■ Document text:
◇ ◇ ◇ ◇
Is Aggression Contagious Online? Swearing in Response to Donald Trump’s YouTube Campaign Videos

Trump at CPAC 2011 / Gage Skidmore, CC BY-2.0

We are excited to announce a new publication that examines whether swearing is contagious on Youtube. This work is supported by the Social Media Lab Visiting Scholars program, and the result of a collaboration between Dr. K Hazel Kwon, a visiting scholar at the Lab in 2016 and Dr. Anatoliy Gruzd, Director of Research at the Lab. Below you will find a structured abstract of this new study! It builds on our earlier research on Emotion and Virality on Social Media.

 


K. Hazel Kwon, & Anatoliy Gruzd. (2017). Is Offensive Commenting Contagious Online? Examining Public vs. Interpersonal Swearing in Response to Donald Trump’s YouTube Campaign Videos. Internet Research. https://doi.org/10.1108/IntR-02-2017-0072 

An earlier version of this project was presented at HICSS 2017 (open access).
◇ ◇ ◇ ◇
■ To do:
Answer these questions from the announcement of the swearing study.
(a) In what year was Dr. K Hazel Kwon a visiting scholar at the Lab?
(b) In which journal did the study appear?
(c) Where was an earlier version of the project presented?
The entries placed after this text are not needed for any of the work.
◇ ◇ ◇ ◇
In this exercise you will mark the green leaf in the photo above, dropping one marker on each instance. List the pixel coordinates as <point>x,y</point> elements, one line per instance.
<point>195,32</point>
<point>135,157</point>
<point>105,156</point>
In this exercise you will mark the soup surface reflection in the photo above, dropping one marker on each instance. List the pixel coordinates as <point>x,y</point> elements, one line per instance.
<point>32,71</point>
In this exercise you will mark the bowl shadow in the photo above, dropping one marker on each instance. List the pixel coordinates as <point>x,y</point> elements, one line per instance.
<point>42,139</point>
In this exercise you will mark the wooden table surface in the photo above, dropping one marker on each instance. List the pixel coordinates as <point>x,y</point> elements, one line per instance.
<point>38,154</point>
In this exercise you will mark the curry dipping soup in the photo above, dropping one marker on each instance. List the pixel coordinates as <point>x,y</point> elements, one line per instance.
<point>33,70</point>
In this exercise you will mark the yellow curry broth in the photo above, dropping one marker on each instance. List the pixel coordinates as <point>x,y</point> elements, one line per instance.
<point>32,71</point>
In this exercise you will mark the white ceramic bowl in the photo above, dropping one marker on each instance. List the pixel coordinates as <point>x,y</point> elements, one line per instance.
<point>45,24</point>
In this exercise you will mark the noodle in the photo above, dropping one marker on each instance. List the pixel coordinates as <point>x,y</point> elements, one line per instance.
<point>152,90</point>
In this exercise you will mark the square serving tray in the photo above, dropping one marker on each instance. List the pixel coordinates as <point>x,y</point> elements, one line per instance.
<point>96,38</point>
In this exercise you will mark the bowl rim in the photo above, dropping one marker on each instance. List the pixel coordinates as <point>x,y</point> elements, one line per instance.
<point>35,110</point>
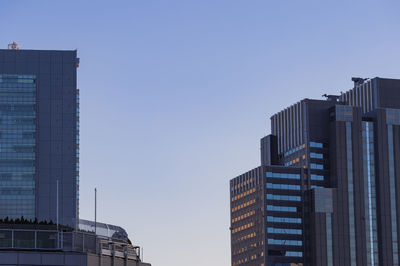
◇ ◇ ◇ ◇
■ Output of the exercise:
(a) 2016
(b) Internet Research
(c) HICSS 2017